#### Work required
What you return must match the listing below character for character, minus any pictures.

#### Data to examine
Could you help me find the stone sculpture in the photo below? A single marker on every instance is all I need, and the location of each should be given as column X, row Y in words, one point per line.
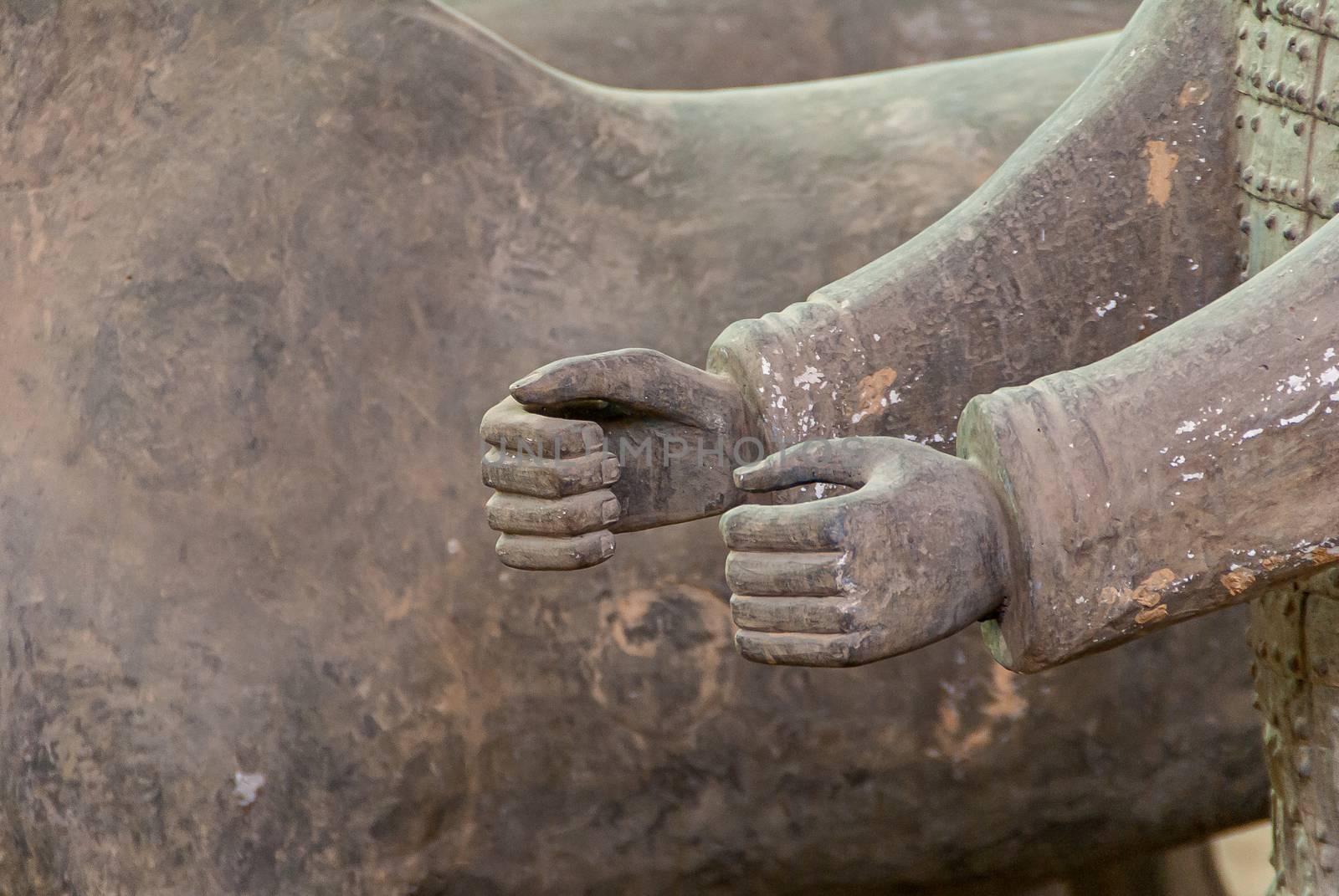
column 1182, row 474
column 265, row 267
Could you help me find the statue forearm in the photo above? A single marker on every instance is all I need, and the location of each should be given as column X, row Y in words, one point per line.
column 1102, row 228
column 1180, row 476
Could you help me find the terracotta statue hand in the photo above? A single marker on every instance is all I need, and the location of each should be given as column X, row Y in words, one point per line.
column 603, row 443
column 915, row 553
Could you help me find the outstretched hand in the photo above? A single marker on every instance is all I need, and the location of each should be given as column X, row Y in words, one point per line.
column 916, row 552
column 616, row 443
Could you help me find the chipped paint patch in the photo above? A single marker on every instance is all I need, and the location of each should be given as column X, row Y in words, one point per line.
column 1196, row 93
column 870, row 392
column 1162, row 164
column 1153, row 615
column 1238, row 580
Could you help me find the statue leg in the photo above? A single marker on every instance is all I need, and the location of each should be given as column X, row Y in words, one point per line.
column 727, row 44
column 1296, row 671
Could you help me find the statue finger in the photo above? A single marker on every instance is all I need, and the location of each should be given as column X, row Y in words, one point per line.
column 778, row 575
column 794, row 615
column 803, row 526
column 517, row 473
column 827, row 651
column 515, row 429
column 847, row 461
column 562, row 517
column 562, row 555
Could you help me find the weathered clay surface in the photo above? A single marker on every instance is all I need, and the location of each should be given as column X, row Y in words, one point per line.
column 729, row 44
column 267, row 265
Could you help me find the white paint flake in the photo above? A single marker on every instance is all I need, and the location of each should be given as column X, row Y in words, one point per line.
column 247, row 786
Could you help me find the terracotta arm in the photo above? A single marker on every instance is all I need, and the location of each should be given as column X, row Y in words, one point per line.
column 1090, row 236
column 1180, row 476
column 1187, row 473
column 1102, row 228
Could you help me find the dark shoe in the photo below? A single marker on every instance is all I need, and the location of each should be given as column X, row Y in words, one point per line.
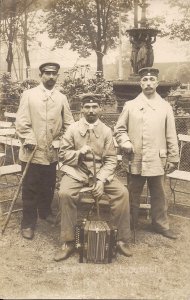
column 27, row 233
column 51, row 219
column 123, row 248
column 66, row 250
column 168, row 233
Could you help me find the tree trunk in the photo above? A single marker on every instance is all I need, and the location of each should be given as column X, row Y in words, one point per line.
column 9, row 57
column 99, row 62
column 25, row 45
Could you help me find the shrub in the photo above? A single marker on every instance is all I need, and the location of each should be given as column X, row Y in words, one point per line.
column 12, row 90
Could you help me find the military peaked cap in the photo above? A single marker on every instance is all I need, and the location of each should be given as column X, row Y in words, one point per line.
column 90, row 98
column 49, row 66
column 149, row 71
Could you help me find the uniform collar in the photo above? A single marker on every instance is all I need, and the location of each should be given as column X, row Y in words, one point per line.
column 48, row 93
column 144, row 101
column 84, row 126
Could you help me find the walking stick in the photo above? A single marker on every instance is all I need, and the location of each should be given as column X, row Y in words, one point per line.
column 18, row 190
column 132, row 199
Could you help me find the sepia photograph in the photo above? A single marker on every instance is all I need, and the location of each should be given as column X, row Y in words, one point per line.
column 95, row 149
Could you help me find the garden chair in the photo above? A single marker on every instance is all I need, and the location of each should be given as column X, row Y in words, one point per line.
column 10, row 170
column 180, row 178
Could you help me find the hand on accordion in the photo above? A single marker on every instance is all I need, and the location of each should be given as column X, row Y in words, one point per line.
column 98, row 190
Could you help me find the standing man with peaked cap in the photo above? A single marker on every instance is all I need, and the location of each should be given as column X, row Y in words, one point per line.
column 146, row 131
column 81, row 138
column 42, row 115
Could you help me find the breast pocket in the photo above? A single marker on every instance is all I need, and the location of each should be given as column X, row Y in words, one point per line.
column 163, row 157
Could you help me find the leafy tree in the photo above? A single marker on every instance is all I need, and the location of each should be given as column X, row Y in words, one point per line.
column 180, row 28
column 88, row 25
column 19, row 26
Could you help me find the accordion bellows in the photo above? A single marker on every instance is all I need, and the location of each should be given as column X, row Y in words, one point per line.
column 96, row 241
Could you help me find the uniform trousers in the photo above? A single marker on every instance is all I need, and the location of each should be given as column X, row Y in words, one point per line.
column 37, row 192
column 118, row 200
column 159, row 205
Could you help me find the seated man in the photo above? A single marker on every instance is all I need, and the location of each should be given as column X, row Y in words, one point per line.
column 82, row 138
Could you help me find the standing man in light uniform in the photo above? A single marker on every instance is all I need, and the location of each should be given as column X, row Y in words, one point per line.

#### Exercise output
Could you help me find the stone sculpture in the photo below? A single marker on every instance is all I need, and the location of each should be given as column X, row Y in words, one point per line.
column 1182, row 474
column 265, row 267
Could you help me find the statue forearm in the photo above? A single marker on every instance is all I need, and the location of each should be given as column X, row Y in words, one point per line.
column 1102, row 228
column 1180, row 476
Could you help me find the terracotta statue hand in the photo above? A single marker on every instance is all I need, and the location of each should be given as column X, row Y in words, one point per line.
column 603, row 443
column 915, row 553
Could you help me find the outstretched hand in the photo above? A single marker on every instance is all I need, and the location of each should be given as column X, row Y in words, one point per line.
column 916, row 552
column 616, row 443
Could you help me find the chipped paint patch in the photo above? A single marker on every instance is all I need, and the location of each should be given as column X, row Y in words, one point per line.
column 1196, row 93
column 870, row 392
column 1162, row 164
column 1153, row 615
column 1238, row 580
Could you help me find the statue leg in the photo above? A single marker on every instance is all I need, and the location of each should be given as column X, row Y in words, one point per line.
column 727, row 44
column 1296, row 671
Could you help me find the statue finger in the photo above? A single marker on every instance is all I need, and the location of each should be given as column X, row Y in words, one point per line.
column 778, row 575
column 794, row 615
column 803, row 526
column 517, row 473
column 827, row 651
column 515, row 429
column 847, row 461
column 562, row 517
column 562, row 555
Could you help me find the weathered clay surface in the photo above? A single marker on every instance is all I need, and the location of each should be given as column X, row Y in words, one point per line.
column 729, row 44
column 267, row 265
Could you help me find the white paint flake in the photo above? A single marker on every instance is all I need, and the location of each should be given as column X, row Y in words, one point per line.
column 247, row 786
Could you help me find the terracotta arm in the photo above? A single marker on every instance is all I need, and the location of each should be given as column X, row Y in words, one point per line.
column 1090, row 236
column 1180, row 476
column 1187, row 473
column 1102, row 228
Could you help me find the dark shoe in the photo below? A single marker on every instance is all I need, and the location of each should be given as column X, row Y in words, one point per line.
column 27, row 233
column 51, row 219
column 123, row 248
column 66, row 250
column 168, row 233
Could you help me find the tree trunk in the photo above? A single marker on every instance is all I need, and the location of each should be given as column X, row Y in words, one point per line.
column 9, row 57
column 99, row 62
column 25, row 45
Could you help me find the shrub in the photo above? A single marker on every instance is all I need, and the location of each should be given as column X, row Y in words, one point per line.
column 12, row 90
Could you help me find the military peaked cap in the photo above? A single marker on every instance is all I need, and the location of each should be given as column X, row Y in words, one point per line.
column 90, row 98
column 49, row 66
column 149, row 71
Could you help me find the uniform collar in the photo above? A single marker on every instance is all I need, and the location of each should be given as column X, row Y in words, one point per line.
column 48, row 93
column 144, row 101
column 84, row 126
Could you help me find the walking stick in the photo above? A single marker on every instance is all I need, and the location of each should be given as column X, row Y in words, one point per line.
column 18, row 190
column 132, row 199
Could you help me find the sepia photograph in the photo above? A single marker on every instance is all I need, and the location of each should be given as column X, row Y in words, one point per line.
column 95, row 149
Could you help me find the garden chair in the photo above? A single marker on every instance is all I need, and the location of each should be given as column X, row Y in words, one point per line.
column 10, row 170
column 180, row 178
Could you help me find the hand on accordion in the photo above? A single marker on every instance is all I need, and the location of each should be given as column X, row Y in words, one point per line.
column 98, row 190
Could you help me find the standing man with peaked cap in the photo above? A single marker on every instance is all I need, and the location of each should be given as column X, row Y in words, one point per line.
column 146, row 131
column 81, row 138
column 42, row 115
Could you help me find the breast pocket in the photo above? A single marker on every instance is all I need, and the location of each should be given as column X, row Y in words, one point per line.
column 163, row 157
Could you help me find the leafy tree in the photo above? A single marker on every instance is all I need, and the location of each should be given as column X, row Y in words, one point per line.
column 180, row 28
column 88, row 25
column 19, row 26
Could you help me find the accordion bellows in the photo above? A single marker on every instance is all I need, and the location of each should be given as column X, row Y in words, one point per line.
column 96, row 241
Could you help me find the uniform trousers in the photo above? A single marker on every instance is all I need, and the location of each should be given as column X, row Y in words, one point per line.
column 37, row 192
column 118, row 200
column 159, row 205
Could you help me find the seated man in the photo above? A single marker on every instance is all I need, and the location of each should be given as column X, row Y in words, one point per line.
column 82, row 138
Could you help me find the standing man in light uniform in the photo above? A single marker on every instance is all I need, and the location of each should be given as column X, row Y in words, one point per line.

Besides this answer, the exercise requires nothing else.